▶ [Source data]:
________________________________________

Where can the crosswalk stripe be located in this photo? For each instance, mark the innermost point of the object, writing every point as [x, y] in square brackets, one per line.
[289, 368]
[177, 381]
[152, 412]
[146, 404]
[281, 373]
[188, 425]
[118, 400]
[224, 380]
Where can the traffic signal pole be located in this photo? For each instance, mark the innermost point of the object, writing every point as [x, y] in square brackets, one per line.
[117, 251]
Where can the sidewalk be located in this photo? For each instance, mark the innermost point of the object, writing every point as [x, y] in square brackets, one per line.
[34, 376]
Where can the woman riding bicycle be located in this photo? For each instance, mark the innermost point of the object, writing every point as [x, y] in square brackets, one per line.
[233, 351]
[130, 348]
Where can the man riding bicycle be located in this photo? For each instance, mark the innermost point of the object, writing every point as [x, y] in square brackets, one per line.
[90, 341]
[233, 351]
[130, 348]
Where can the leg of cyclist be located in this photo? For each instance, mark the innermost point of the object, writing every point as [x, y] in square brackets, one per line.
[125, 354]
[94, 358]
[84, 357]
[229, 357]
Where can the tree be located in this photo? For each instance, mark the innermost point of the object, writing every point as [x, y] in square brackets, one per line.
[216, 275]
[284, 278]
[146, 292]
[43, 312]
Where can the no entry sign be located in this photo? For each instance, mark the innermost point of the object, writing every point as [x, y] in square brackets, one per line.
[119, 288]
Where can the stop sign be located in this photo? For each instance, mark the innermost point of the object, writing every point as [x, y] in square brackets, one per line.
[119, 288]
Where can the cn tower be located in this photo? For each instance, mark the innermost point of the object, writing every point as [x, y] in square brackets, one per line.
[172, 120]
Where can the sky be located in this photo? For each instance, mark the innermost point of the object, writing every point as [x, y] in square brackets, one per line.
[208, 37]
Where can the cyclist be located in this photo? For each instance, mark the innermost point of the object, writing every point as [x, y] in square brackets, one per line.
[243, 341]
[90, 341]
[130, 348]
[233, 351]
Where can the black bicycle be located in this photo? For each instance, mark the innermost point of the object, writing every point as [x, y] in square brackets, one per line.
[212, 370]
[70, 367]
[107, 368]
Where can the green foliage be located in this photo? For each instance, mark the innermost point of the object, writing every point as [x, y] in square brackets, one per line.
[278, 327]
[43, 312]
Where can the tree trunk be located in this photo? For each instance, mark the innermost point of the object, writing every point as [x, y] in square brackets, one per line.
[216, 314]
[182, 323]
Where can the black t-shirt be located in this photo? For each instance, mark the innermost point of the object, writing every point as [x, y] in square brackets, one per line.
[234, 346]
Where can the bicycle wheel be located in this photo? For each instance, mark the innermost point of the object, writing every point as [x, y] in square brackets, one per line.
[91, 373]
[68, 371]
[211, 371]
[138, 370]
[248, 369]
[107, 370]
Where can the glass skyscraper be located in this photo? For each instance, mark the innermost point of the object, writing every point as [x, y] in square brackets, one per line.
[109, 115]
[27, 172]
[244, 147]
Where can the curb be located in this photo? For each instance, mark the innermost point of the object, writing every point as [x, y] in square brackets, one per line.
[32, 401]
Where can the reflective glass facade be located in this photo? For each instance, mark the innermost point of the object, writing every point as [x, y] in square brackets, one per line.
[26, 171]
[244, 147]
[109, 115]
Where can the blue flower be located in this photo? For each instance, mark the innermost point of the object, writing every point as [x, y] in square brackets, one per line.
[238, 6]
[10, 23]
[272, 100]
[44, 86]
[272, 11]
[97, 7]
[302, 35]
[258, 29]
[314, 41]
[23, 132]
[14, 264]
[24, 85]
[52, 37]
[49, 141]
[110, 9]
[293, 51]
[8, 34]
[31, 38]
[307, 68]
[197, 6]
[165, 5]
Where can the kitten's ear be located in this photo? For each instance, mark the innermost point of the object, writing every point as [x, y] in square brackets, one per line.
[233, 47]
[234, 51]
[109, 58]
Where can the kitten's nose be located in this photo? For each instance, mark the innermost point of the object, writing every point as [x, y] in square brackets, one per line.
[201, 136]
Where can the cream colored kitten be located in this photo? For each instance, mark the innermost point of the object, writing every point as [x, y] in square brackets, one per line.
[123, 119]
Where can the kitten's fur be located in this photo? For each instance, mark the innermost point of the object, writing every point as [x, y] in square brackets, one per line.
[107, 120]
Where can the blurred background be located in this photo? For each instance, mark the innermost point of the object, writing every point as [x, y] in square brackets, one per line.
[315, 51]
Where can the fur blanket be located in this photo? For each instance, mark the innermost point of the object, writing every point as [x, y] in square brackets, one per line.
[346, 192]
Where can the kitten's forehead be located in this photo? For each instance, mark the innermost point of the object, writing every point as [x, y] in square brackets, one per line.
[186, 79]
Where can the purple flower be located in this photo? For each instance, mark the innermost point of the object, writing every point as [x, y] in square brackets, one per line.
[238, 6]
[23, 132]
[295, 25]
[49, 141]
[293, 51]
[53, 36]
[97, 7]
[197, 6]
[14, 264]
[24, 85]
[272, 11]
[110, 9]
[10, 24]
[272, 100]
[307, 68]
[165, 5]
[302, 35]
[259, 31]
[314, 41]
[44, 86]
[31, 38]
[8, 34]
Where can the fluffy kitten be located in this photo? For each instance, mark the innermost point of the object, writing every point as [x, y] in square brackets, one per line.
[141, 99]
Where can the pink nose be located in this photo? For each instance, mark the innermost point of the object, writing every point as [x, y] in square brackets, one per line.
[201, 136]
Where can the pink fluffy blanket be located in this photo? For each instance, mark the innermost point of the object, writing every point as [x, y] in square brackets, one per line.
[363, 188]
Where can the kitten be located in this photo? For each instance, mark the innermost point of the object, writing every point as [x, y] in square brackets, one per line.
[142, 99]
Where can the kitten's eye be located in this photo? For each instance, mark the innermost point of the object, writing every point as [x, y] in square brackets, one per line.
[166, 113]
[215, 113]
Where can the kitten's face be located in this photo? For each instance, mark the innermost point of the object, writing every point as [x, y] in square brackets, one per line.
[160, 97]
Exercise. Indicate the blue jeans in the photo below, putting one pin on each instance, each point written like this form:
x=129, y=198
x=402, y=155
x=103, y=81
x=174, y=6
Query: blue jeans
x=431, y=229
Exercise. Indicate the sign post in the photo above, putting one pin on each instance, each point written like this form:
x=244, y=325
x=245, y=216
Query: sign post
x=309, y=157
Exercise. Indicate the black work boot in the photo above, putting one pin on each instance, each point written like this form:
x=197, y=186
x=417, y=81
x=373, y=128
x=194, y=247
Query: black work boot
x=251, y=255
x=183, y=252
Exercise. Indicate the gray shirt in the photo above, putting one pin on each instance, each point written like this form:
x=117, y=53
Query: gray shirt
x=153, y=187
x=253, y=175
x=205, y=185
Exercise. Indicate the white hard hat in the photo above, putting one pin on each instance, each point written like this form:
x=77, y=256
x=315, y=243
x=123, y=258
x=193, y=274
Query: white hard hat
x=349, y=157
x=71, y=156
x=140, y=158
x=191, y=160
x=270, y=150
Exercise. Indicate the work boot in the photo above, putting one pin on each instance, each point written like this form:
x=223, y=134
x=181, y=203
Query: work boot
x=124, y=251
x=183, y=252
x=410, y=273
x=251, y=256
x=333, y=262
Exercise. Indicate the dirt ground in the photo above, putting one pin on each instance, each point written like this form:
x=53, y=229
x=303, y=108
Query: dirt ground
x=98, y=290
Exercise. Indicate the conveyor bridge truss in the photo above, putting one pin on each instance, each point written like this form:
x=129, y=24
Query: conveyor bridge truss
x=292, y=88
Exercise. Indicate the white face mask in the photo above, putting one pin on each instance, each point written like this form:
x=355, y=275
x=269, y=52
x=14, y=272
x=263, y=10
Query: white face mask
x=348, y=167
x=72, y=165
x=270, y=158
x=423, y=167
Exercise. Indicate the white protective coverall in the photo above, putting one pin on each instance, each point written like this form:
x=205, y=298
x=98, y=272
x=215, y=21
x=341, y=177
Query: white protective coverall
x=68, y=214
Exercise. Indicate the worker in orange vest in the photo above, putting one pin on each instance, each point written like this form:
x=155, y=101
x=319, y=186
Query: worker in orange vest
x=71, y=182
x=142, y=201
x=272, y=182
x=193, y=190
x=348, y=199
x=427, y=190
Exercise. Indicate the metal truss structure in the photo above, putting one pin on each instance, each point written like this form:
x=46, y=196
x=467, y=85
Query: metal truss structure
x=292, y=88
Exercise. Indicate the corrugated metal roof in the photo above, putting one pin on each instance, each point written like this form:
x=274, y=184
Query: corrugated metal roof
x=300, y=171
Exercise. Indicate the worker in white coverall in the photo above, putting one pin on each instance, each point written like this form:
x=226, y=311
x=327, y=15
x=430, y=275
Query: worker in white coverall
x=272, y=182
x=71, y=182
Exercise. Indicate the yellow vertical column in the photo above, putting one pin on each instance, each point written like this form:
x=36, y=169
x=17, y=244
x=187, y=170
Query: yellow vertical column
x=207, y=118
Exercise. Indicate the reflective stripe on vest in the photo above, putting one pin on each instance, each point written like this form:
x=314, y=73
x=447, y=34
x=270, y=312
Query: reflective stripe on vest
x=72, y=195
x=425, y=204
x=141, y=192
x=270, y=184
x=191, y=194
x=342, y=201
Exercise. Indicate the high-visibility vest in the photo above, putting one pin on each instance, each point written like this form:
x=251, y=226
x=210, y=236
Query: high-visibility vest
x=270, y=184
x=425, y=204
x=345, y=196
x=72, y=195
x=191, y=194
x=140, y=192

________________________________________

▶ [What to produce]:
Your response should hold only an exact copy of the lines above, from the one containing "Exercise. Indicate the worker in white" through the end of the entries.

▶ [Solution to this exercise]:
Exercise. Indicate the worker in white coverall in the photo above, putting one pin on each instance, each point written like this form:
x=226, y=311
x=327, y=15
x=430, y=275
Query: worker in white coverall
x=272, y=182
x=71, y=182
Exercise. Indicate the yellow vertical column in the photo above, putting one pin on each instance, each point written like this form:
x=36, y=169
x=17, y=244
x=187, y=170
Query: yellow vertical column
x=207, y=118
Exercise. Indicate the reflective stripe on vest in the photo above, putting one pin on each instance, each point written like this form:
x=314, y=73
x=447, y=34
x=270, y=312
Query: reflective stripe on vest
x=72, y=195
x=425, y=204
x=141, y=192
x=270, y=184
x=191, y=194
x=342, y=201
Exercise. Indicate the high-visibility vest in the photo above, putting one pin on each instance, each point written like this form:
x=251, y=226
x=210, y=236
Query: high-visibility vest
x=270, y=184
x=425, y=204
x=345, y=196
x=72, y=195
x=191, y=194
x=140, y=192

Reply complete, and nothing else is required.